Das Vorgehen der Stuttgarter Polizei bei den Ermittlungen zu den Tatverdächtigen der Krawalle in der Landeshauptstadt schlägt Wellen bis nach Berlin. Die Reaktionen sind gemischt: Unterstützung kommt von der Union, SPD und Grüne sehen die Frage nach der Nationalität der Eltern kritisch.
Berlin - Rückendeckung bekommt die Stuttgarter Polizei aus dem Bundesinnenministerium: „Der familiäre Hintergrund kann besonders bei Jugendlichen und Heranwachsenden von Relevanz sein, wenn es darum geht, Strategien für die Prävention zu entwickeln“, sagte Ministeriumssprecher Steve Alter. Auch die Union verteidigte die Beamten gegen die massive Kritik, die ihr entgegenschlägt. Der CDU-Innenexperte Armin Schuster sagte unserer Zeitung: „Bei einem Fall dieser Dimension kommt man um eine soziologische Täteranalyse gar nicht herum – bei den nicht-erwachsenen Verdächtigen ist die Polizei sogar verpflichtet die Familienverhältnisse zu überprüfen.“ Der Bundestagsabgeordnete aus Lörrach war selbst einmal Polizist.
Die Stuttgarter Polizei will bei ihren Ermittlungen gegen die Tatverdächtigen aus der Krawallnacht in der Landeshauptstadt auch die Nationalität der Eltern abfragen. Regierungssprecher Steffen Seibert kritisierte den Ausdruck „Stammbaumforschung“ für dieses Vorgehen. Der Begriff verbiete sich in diesem Zusammenhang, „das ist ein historisch belastetes und nicht angebrachtes Wort“. In Stuttgart gebe es „erhebliche Straftaten“ aufzuklären, die Bundesregierung gehe davon aus, dass die baden-württembergischen Behörden die Ermittlungsarbeiten nach Recht und Gesetz durchführen, so Seibert.
FDP-Innenpolitiker fordert „Fingerspitzengefühl“
Der FDP-Innenpolitiker Benjamin Strasser mahnte dabei zu einem umsichtigen Vorgehen. „Natürlich ist es nicht außergewöhnlich, sondern gewohnte Praxis von Ermittlern, sich auch soziale und persönliche Lebensumstände von Tatverdächtigen ganz genau anzuschauen“, sagte der Bundestagsabgeordnete aus Weingarten unserer Zeitung. „Es darf aber keinesfalls der Eindruck entstehen, als würde mit einer ‚Stammbaumforschung’ die deutsche Staatsangehörigkeit eines Tatverdächtigen in Frage gestellt oder ein Migrationshintergrund in den Fokus der Ermittlungen gerückt.“ Angesichts der aktuellen Debatte um Rassismus in Gesellschaft und Polizei sei dabei „viel Fingerspitzengefühl“ gefordert.

Rohdaten:
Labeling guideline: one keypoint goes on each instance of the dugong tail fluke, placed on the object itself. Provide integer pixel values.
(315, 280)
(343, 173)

Hinweise und Anforderungen:
Gib an, welchen Ausdruck für das Vorgehen der Polizei Regierungssprecher Steffen Seibert laut dem Textauszug über die Stuttgarter Krawallnacht kritisierte.

Lösung der Aufgabe:
Er kritisierte den Ausdruck „Stammbaumforschung“.